EXCERPT PROVIDED:
■ ■ ■ ■ ■ ■ ■
In October 2017, as previously
discussed, the Company repaid $54.6
million of remaining project debt at Piedmont, which had been scheduled to mature
in August 2018. Pro forma for this repayment, consolidated
debt at September 30, 2017 would be
$872 million and the consolidated
leverage ratio would be 3.6 times. Annual interest savings
associated with repayment of the 8.2% Piedmont project debt are approximately
$4.5 million.
For the full year 2017, the Company expects debt repayment to
total $166 million, including
approximately $100 million of the
APLP Holdings term loan, $11.4
million of project-level debt and $54.6 million of Piedmont debt.
Debt Maturity Profile
The Company has no bullet maturities in 2017 or 2018. The
remaining $42.5 million of Series C
convertible debentures mature in June
2019 and became callable at par in June 2017. The
$64.9 million (U.S. dollar
equivalent) of Series D convertible debentures mature in
December 2019 and are callable at par
in December 2017. In October
2017, the Company extended the maturity date of its
$200 million revolving credit
facility by one year, to April 2022. The $563 million APLP Holdings term loan has an
April 2023 maturity, although it is
expected to be more than 80% repaid by the maturity date.
Repricing of Term Loan and Revolver
As reported in the Company's October 19,
2017 press release, the Company executed a repricing of the
$563 million APLP Holdings term loan
and $200 million revolving credit
facility, reducing the interest rate margin on the term loan and
revolver by 75 basis points, to LIBOR plus 350 basis points.
This repricing is the second for these facilities; since the
original financing in April 2016, the
spread has been reduced a total of 150 basis points, from LIBOR
plus 500 basis points to LIBOR plus 350. As a result of the
October 2017 repricing, the Company
expects to realize interest cost savings in 2018 of approximately
$4 million compared to the cost based
on the previous spread. Cumulative savings through the
maturity dates of the term loan (April
2023) and revolver (April
2022) are estimated to be approximately $15 million. The combined savings of both
repricing transactions is expected to be approximately $33 million over the terms of the
facilities. Transaction costs associated with the repricing
will be included in interest expense in the fourth quarter of
2017.
■ ■ ■ ■ ■ ■ ■
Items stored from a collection

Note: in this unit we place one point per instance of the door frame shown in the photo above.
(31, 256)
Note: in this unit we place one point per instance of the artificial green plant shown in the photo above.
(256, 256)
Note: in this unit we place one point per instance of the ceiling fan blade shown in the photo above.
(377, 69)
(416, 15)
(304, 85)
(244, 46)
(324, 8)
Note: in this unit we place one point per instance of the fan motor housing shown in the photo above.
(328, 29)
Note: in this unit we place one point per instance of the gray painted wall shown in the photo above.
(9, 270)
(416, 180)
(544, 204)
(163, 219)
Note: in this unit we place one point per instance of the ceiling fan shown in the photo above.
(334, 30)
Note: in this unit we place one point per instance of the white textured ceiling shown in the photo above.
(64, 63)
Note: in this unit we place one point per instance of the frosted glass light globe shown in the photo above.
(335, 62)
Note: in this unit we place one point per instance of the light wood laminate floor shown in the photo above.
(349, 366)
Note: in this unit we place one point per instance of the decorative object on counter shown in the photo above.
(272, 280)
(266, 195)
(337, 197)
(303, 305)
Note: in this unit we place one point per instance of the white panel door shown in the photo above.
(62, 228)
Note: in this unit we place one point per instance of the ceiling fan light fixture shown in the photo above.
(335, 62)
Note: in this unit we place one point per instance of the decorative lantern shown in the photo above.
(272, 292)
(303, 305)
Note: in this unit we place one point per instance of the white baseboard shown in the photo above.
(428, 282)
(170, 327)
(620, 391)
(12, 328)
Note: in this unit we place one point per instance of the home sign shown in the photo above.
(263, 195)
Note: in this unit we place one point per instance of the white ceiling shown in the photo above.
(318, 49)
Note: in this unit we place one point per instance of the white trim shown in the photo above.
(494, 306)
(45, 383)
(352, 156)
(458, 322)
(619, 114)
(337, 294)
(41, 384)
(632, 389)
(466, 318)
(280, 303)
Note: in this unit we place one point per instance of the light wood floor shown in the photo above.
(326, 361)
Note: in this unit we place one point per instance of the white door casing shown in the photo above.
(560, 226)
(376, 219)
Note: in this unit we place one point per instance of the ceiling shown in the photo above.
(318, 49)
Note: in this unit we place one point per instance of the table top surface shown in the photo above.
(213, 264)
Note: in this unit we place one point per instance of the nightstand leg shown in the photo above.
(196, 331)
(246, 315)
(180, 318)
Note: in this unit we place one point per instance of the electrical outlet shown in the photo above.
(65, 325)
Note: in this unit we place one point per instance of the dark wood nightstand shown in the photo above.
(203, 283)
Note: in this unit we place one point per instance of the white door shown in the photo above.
■ ■ ■ ■ ■ ■ ■
DIRECTION:
Extend the passage on the company's debt repayment and loan repricing, starting after its last sentence. This data is separate from the text about the company's debt.

TASK RESULT:
Normal Course Issuer Bid (NCIB) Update
The Company put in place a new normal course issuer bid ("NCIB")
on December 29, 2016. Details
of this program can be found in the Company's December 20, 2016 press release. In the
third quarter of 2017, the Company repurchased and canceled 93,391
common shares at an average price of $2.36 per share. The Company also
repurchased and canceled a total of 250,000 shares of the 4.85%
Cumulative Redeemable Preferred (Series I issue) at Cdn$15.5 per share for a total payment of
Cdn$3.9 million. The Company
also repurchased a nominal amount of convertible debentures in the
third quarter of 2017.
Credit Rating Upgrade
In early October, Moody's upgraded the Company's corporate
family credit rating to Ba3 from B1 and upgraded the credit rating
for the term loan and revolving credit facility to Ba2 from
Ba3. Moody's cited the Company's continuing efforts to
improve its credit profile through cost cutting and debt
reduction.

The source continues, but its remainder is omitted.